- **Excerpted passage**:
We need to get beyond the numbing nature of the numbers, and the far away nature of hunger and malnutrition. These are not issues limited to the developing world – they are serious issues for the developed world, too. Meaningful progress requires resolving conflicts, limiting climate change, reducing the impact of economic downturns on those with limited resources, addressing root causes of poverty and inequality, reducing food losses and waste, transforming our food systems in myriad ways, and much more. But everything starts with global commitment and will at a higher level – driven by caring and compassion for fellow citizens.
And the ultimate kicker is that it is in all of our interests to do so, and we don’t really have a choice. Ensuring global food security is foundational for global security, and transforming our food systems to be equitable, inclusive, sustainable and regenerative lays the path for successfully feeding 10 billion by 2050 and ensuring the long-term health of the planet.
In a July 12 launch session of the SOFI 2021 report, FAO Director General Qu Dongyu candidly communicated key messages from the report, including the fact that the world is not on track to achieve any of the key nutrition indicators by 2030, and that without urgent action 660 million citizens may still be facing hunger in 2030.

- **Requirement**:
Copy out the passage on global hunger word for word, starting at "And the ultimate" and ending at "hunger in 2030.".

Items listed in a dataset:
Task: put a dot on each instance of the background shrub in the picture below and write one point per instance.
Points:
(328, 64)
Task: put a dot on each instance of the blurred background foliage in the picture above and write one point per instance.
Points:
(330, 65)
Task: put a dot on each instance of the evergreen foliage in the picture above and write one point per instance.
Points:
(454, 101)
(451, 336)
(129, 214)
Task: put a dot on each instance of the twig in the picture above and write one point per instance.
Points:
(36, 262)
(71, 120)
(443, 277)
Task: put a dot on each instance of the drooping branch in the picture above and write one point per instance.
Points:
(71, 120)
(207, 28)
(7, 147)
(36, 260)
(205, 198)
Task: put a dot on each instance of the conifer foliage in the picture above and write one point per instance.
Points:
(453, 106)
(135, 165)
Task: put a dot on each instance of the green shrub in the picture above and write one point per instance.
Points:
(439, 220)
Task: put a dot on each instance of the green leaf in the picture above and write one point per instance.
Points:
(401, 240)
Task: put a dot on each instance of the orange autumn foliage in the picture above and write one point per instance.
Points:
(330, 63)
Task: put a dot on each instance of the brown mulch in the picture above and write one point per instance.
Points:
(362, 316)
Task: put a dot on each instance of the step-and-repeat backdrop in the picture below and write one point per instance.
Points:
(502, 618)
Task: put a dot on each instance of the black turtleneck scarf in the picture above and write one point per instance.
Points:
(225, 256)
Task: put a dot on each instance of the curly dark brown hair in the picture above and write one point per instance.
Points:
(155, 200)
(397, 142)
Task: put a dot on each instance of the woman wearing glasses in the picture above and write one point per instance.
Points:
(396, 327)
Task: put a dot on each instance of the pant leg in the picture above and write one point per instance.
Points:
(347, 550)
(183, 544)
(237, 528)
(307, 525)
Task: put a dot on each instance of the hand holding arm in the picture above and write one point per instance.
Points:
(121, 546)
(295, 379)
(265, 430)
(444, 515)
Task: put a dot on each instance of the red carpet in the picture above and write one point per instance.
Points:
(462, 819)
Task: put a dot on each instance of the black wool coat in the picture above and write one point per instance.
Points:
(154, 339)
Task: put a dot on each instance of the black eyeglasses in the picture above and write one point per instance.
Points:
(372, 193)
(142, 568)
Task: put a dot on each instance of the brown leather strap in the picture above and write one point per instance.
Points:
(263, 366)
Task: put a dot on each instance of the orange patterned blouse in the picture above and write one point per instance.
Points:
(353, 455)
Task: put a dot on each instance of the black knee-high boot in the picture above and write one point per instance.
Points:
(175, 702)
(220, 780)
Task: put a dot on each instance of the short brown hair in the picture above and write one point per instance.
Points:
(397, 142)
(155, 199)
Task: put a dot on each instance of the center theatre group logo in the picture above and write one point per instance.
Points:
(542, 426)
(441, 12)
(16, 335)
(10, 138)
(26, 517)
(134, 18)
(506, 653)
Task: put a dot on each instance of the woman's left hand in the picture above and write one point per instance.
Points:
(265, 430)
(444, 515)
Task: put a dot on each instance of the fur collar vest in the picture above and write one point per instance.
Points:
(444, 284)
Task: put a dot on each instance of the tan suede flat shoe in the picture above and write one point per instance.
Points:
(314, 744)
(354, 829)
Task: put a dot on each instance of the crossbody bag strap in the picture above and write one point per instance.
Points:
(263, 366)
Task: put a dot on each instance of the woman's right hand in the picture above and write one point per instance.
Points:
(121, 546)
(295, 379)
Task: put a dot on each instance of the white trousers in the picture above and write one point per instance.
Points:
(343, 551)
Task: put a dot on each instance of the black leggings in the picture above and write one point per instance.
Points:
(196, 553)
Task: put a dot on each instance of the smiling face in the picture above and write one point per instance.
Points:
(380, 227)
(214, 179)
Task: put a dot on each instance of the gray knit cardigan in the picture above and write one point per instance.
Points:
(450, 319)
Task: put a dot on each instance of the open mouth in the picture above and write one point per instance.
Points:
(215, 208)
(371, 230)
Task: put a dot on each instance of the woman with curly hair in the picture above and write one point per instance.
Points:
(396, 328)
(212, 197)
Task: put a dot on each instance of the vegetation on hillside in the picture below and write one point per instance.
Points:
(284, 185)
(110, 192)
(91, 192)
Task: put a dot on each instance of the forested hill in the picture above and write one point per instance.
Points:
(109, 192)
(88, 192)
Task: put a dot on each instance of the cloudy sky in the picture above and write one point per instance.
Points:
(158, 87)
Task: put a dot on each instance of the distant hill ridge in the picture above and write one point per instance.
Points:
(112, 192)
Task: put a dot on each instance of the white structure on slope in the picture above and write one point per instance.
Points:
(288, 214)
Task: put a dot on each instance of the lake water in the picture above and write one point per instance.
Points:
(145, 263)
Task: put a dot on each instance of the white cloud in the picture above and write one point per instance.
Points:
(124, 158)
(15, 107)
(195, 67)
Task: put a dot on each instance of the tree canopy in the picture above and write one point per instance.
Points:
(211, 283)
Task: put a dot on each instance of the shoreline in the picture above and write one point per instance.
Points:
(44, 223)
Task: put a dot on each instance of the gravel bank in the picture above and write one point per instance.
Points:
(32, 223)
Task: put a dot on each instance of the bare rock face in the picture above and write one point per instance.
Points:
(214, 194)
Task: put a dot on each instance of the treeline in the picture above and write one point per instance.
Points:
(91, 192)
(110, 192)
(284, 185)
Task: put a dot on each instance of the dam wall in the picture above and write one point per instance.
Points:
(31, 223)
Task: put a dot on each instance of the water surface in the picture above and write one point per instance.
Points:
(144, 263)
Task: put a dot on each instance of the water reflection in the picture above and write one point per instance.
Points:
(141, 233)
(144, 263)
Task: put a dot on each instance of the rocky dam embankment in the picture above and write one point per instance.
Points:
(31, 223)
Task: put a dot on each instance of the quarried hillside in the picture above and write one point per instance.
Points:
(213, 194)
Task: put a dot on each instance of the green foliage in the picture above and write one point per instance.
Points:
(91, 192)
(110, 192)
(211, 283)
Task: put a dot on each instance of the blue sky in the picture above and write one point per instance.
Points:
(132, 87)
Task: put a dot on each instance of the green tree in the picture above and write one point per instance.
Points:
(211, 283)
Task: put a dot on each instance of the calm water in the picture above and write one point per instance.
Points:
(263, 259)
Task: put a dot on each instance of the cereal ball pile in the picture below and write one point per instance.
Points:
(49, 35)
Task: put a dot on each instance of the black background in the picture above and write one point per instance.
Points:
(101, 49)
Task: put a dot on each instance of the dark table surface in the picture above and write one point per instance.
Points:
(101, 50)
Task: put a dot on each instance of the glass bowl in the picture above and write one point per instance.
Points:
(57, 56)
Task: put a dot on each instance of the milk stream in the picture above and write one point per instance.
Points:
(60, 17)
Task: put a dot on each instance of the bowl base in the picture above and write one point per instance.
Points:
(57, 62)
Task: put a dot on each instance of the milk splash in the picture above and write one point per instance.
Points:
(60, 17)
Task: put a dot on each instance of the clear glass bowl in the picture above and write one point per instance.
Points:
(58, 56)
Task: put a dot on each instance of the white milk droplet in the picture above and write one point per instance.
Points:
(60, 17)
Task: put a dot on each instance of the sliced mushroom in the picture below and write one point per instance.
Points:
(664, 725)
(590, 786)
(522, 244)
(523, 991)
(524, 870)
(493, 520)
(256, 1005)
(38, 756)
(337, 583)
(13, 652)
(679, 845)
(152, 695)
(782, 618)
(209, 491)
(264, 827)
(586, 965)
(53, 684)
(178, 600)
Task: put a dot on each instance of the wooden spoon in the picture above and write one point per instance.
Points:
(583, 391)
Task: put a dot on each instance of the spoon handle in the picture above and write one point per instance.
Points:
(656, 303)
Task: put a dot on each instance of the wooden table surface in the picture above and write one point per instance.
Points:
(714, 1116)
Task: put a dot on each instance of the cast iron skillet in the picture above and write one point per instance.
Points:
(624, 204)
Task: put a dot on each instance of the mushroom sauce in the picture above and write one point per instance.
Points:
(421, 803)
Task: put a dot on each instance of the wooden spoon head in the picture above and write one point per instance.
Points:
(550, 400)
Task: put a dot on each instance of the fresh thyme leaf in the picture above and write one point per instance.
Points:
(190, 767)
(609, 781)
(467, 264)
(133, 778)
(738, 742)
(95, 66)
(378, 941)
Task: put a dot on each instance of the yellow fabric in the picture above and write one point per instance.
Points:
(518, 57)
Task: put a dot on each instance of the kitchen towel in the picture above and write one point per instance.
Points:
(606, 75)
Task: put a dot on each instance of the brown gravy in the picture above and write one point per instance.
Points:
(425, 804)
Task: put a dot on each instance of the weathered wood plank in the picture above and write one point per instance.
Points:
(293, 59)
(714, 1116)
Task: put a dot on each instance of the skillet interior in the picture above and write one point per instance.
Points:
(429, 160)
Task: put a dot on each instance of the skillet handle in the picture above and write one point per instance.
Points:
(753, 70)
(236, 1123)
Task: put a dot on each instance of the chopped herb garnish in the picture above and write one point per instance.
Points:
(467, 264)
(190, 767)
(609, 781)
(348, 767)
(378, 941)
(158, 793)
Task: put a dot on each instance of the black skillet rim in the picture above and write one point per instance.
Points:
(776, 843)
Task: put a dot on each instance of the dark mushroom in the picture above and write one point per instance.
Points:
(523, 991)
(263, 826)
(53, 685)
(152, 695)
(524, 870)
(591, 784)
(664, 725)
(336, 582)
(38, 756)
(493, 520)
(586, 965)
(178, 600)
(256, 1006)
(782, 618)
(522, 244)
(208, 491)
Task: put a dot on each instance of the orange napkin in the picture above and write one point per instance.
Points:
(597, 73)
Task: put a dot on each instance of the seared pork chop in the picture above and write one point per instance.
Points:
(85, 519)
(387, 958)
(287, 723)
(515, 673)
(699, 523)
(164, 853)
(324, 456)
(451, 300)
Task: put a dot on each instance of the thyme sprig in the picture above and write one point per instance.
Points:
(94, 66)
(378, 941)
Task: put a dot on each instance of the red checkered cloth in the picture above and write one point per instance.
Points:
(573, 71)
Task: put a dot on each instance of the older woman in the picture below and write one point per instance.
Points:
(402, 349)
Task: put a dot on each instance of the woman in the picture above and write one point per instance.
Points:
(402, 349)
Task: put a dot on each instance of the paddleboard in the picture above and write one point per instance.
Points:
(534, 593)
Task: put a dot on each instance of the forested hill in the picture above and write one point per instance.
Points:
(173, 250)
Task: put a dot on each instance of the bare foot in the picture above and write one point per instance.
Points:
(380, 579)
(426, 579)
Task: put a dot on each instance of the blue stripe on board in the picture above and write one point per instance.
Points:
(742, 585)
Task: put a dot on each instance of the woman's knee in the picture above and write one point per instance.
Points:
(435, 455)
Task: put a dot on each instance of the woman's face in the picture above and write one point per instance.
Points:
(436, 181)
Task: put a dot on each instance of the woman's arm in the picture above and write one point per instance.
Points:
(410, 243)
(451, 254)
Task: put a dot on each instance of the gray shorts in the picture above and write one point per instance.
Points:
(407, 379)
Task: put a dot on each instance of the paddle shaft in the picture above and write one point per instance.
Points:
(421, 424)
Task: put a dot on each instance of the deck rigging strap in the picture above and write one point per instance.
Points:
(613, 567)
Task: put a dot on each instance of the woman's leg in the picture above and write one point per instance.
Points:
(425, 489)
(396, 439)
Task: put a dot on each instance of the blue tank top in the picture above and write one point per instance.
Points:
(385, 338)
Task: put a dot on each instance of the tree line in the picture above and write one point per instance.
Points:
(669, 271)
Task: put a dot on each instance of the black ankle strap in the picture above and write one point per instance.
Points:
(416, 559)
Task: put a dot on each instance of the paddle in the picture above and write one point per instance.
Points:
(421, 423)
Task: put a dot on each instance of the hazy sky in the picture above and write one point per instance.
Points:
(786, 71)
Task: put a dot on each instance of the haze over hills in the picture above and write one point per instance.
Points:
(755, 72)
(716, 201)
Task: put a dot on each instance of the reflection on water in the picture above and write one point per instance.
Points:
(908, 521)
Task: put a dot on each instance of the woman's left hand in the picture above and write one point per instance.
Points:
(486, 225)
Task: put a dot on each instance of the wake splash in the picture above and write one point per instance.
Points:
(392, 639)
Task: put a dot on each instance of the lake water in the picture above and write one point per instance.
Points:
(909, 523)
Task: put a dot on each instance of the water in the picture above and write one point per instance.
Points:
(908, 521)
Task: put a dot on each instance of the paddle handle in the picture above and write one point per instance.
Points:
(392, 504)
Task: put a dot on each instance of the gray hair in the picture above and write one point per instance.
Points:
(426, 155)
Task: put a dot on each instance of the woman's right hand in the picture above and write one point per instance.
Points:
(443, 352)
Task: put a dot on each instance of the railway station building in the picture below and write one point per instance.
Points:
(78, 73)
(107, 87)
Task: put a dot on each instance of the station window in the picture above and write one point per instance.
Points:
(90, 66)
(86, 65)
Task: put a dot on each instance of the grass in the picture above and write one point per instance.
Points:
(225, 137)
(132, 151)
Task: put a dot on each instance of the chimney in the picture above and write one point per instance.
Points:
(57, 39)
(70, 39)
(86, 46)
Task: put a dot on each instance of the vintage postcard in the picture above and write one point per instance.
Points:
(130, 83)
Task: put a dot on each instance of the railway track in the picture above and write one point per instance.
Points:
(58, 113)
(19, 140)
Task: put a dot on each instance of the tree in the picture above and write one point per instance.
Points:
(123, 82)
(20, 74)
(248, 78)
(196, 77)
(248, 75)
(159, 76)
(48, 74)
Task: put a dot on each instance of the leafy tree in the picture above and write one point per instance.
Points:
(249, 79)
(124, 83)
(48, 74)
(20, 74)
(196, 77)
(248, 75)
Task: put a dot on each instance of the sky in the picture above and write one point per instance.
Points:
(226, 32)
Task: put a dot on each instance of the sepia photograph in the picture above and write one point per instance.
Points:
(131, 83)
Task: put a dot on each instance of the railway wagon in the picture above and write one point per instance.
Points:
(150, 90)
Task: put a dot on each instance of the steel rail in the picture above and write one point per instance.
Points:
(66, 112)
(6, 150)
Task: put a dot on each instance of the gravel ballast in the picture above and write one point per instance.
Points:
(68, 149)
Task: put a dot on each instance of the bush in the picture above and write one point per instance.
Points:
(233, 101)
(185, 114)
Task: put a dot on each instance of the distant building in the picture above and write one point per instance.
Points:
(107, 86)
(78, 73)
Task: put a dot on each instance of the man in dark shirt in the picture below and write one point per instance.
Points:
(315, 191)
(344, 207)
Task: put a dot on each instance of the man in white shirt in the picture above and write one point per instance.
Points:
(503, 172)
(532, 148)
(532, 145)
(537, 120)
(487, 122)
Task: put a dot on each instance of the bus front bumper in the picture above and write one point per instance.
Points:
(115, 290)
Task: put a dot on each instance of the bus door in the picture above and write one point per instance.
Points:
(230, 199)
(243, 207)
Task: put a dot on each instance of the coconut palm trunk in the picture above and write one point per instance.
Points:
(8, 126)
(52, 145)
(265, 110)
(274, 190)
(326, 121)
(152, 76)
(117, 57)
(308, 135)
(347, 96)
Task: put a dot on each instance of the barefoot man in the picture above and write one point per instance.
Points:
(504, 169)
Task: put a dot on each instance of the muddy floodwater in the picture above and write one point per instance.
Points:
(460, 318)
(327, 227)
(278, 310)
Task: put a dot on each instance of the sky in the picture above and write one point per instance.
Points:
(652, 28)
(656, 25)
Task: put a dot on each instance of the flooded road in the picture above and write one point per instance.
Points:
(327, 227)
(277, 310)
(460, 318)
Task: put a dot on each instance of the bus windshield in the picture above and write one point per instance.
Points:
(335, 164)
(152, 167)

- **Solution**:
And the ultimate kicker is that it is in all of our interests to do so, and we don’t really have a choice. Ensuring global food security is foundational for global security, and transforming our food systems to be equitable, inclusive, sustainable and regenerative lays the path for successfully feeding 10 billion by 2050 and ensuring the long-term health of the planet.
In a July 12 launch session of the SOFI 2021 report, FAO Director General Qu Dongyu candidly communicated key messages from the report, including the fact that the world is not on track to achieve any of the key nutrition indicators by 2030, and that without urgent action 660 million citizens may still be facing hunger in 2030.